Content starts

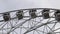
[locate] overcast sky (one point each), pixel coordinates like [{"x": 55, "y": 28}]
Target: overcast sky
[{"x": 7, "y": 5}]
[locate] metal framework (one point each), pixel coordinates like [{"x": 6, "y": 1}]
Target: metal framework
[{"x": 30, "y": 21}]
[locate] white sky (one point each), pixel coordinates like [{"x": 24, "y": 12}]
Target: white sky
[{"x": 7, "y": 5}]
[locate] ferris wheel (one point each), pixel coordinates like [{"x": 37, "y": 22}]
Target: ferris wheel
[{"x": 30, "y": 21}]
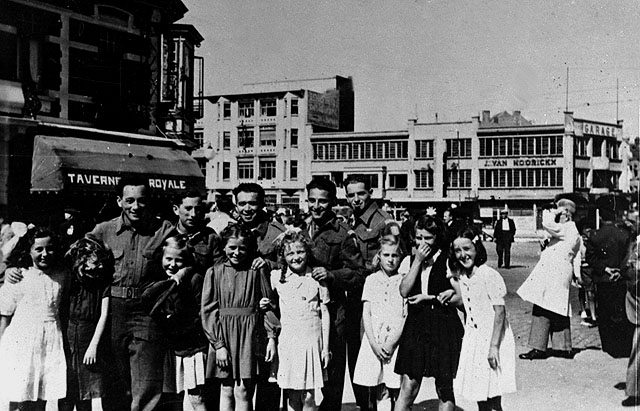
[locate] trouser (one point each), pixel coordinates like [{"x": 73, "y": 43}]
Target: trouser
[
  {"x": 139, "y": 350},
  {"x": 616, "y": 332},
  {"x": 632, "y": 389},
  {"x": 504, "y": 254},
  {"x": 333, "y": 387},
  {"x": 267, "y": 393},
  {"x": 366, "y": 398},
  {"x": 545, "y": 324}
]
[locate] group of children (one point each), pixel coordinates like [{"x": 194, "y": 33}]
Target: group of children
[{"x": 215, "y": 322}]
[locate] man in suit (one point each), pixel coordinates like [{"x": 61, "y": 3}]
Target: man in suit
[
  {"x": 503, "y": 233},
  {"x": 632, "y": 304}
]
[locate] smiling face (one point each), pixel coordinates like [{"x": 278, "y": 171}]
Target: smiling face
[
  {"x": 133, "y": 202},
  {"x": 465, "y": 253},
  {"x": 42, "y": 252},
  {"x": 173, "y": 259},
  {"x": 319, "y": 203},
  {"x": 236, "y": 251},
  {"x": 190, "y": 213},
  {"x": 247, "y": 206},
  {"x": 389, "y": 258},
  {"x": 358, "y": 197},
  {"x": 295, "y": 255}
]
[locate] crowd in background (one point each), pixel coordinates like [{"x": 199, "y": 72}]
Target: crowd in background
[{"x": 234, "y": 306}]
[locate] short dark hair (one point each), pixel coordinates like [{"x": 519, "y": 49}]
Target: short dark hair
[
  {"x": 481, "y": 253},
  {"x": 357, "y": 178},
  {"x": 188, "y": 193},
  {"x": 323, "y": 183},
  {"x": 132, "y": 180},
  {"x": 250, "y": 188},
  {"x": 433, "y": 225}
]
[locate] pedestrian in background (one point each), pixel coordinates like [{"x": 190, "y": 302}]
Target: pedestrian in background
[
  {"x": 547, "y": 287},
  {"x": 504, "y": 232},
  {"x": 487, "y": 360}
]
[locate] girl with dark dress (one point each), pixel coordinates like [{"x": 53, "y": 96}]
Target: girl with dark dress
[
  {"x": 88, "y": 308},
  {"x": 432, "y": 336}
]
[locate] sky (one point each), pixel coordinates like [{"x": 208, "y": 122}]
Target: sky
[{"x": 450, "y": 57}]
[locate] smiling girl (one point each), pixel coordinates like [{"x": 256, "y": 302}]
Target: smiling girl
[{"x": 487, "y": 360}]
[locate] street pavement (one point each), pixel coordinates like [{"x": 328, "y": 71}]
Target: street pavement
[{"x": 585, "y": 383}]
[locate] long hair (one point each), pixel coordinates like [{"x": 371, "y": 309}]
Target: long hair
[
  {"x": 87, "y": 249},
  {"x": 21, "y": 255},
  {"x": 286, "y": 239},
  {"x": 481, "y": 252}
]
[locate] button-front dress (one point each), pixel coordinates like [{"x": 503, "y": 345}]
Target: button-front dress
[{"x": 475, "y": 380}]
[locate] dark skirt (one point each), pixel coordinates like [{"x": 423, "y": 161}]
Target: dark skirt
[{"x": 430, "y": 343}]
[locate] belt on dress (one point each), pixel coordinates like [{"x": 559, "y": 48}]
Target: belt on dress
[
  {"x": 237, "y": 311},
  {"x": 125, "y": 292}
]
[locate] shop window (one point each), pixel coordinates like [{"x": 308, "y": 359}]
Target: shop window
[
  {"x": 245, "y": 109},
  {"x": 398, "y": 181},
  {"x": 424, "y": 179},
  {"x": 226, "y": 140},
  {"x": 245, "y": 169},
  {"x": 245, "y": 137},
  {"x": 267, "y": 170},
  {"x": 268, "y": 107},
  {"x": 267, "y": 136},
  {"x": 226, "y": 171}
]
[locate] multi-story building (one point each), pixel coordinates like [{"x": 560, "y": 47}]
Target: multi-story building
[
  {"x": 109, "y": 70},
  {"x": 263, "y": 134},
  {"x": 494, "y": 162}
]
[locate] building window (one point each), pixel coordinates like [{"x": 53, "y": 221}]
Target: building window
[
  {"x": 245, "y": 109},
  {"x": 268, "y": 107},
  {"x": 245, "y": 137},
  {"x": 226, "y": 140},
  {"x": 202, "y": 163},
  {"x": 398, "y": 181},
  {"x": 424, "y": 149},
  {"x": 226, "y": 171},
  {"x": 459, "y": 178},
  {"x": 267, "y": 170},
  {"x": 424, "y": 179},
  {"x": 198, "y": 137},
  {"x": 267, "y": 136},
  {"x": 459, "y": 147}
]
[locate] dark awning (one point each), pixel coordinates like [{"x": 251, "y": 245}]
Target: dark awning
[{"x": 95, "y": 165}]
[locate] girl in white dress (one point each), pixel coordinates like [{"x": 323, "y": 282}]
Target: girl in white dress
[
  {"x": 303, "y": 345},
  {"x": 32, "y": 362},
  {"x": 486, "y": 369},
  {"x": 383, "y": 315}
]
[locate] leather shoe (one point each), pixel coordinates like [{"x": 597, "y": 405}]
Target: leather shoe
[
  {"x": 631, "y": 402},
  {"x": 534, "y": 355}
]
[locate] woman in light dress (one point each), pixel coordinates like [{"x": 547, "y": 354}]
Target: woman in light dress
[{"x": 547, "y": 287}]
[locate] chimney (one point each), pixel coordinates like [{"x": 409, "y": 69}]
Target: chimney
[{"x": 486, "y": 115}]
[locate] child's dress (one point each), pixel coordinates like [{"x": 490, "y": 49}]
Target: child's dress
[
  {"x": 388, "y": 311},
  {"x": 32, "y": 361},
  {"x": 231, "y": 318},
  {"x": 85, "y": 306},
  {"x": 475, "y": 379},
  {"x": 300, "y": 342}
]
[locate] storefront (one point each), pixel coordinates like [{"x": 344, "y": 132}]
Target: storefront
[{"x": 81, "y": 171}]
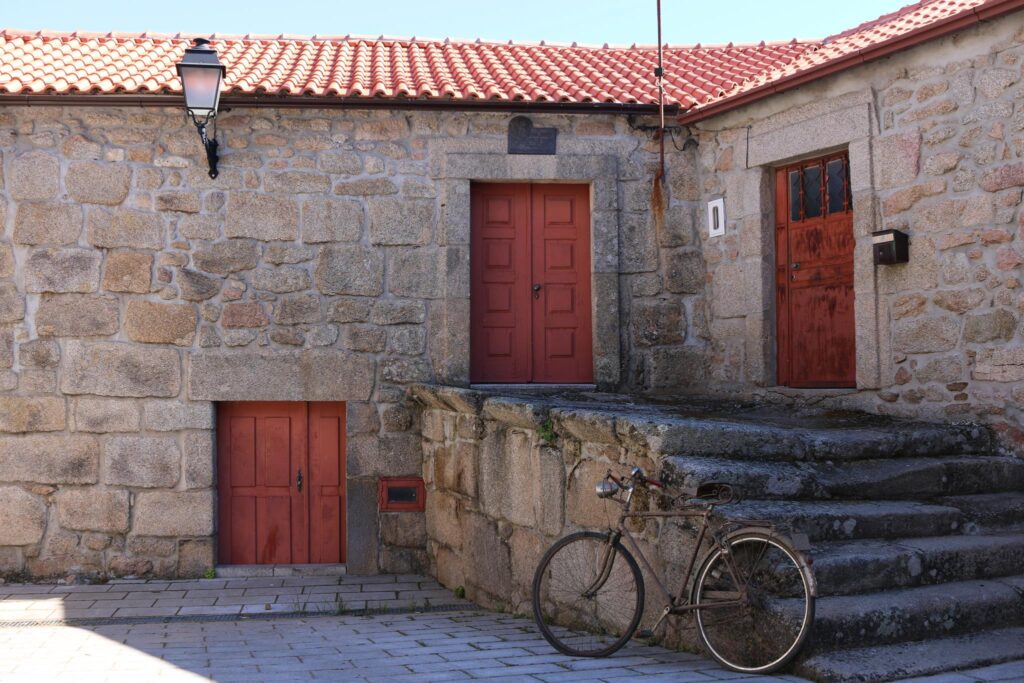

Content ends

## Exercise instructions:
From the first line of the entries above through the line with "[locate] smiling face", set down each line exactly and drop the pictures.

## Answer box:
[locate] overcast sky (one point each), pixel coordinates like [{"x": 55, "y": 28}]
Target: overcast sky
[{"x": 7, "y": 5}]
[locate] metal framework (one point each), pixel coordinates like [{"x": 6, "y": 1}]
Target: metal framework
[{"x": 30, "y": 21}]
[locate] white sky (one point each), pixel coordinates like [{"x": 24, "y": 12}]
Target: white sky
[{"x": 7, "y": 5}]
[locate] ferris wheel (one point each), pixel coordinates like [{"x": 37, "y": 22}]
Target: ferris wheel
[{"x": 30, "y": 21}]
[locate] trouser (one point each), pixel coordinates like [{"x": 73, "y": 43}]
Target: trouser
[
  {"x": 139, "y": 350},
  {"x": 616, "y": 332},
  {"x": 632, "y": 389},
  {"x": 504, "y": 254},
  {"x": 333, "y": 387},
  {"x": 267, "y": 393},
  {"x": 366, "y": 398},
  {"x": 545, "y": 324}
]
[locate] group of children (one point each), pixel coordinates like [{"x": 194, "y": 33}]
Target: group of children
[{"x": 215, "y": 322}]
[locate] man in suit (one point each), pixel coordinates like [{"x": 61, "y": 3}]
Target: man in suit
[
  {"x": 503, "y": 233},
  {"x": 632, "y": 304}
]
[locate] smiling face (one point each), pixel coordinates like [{"x": 278, "y": 171}]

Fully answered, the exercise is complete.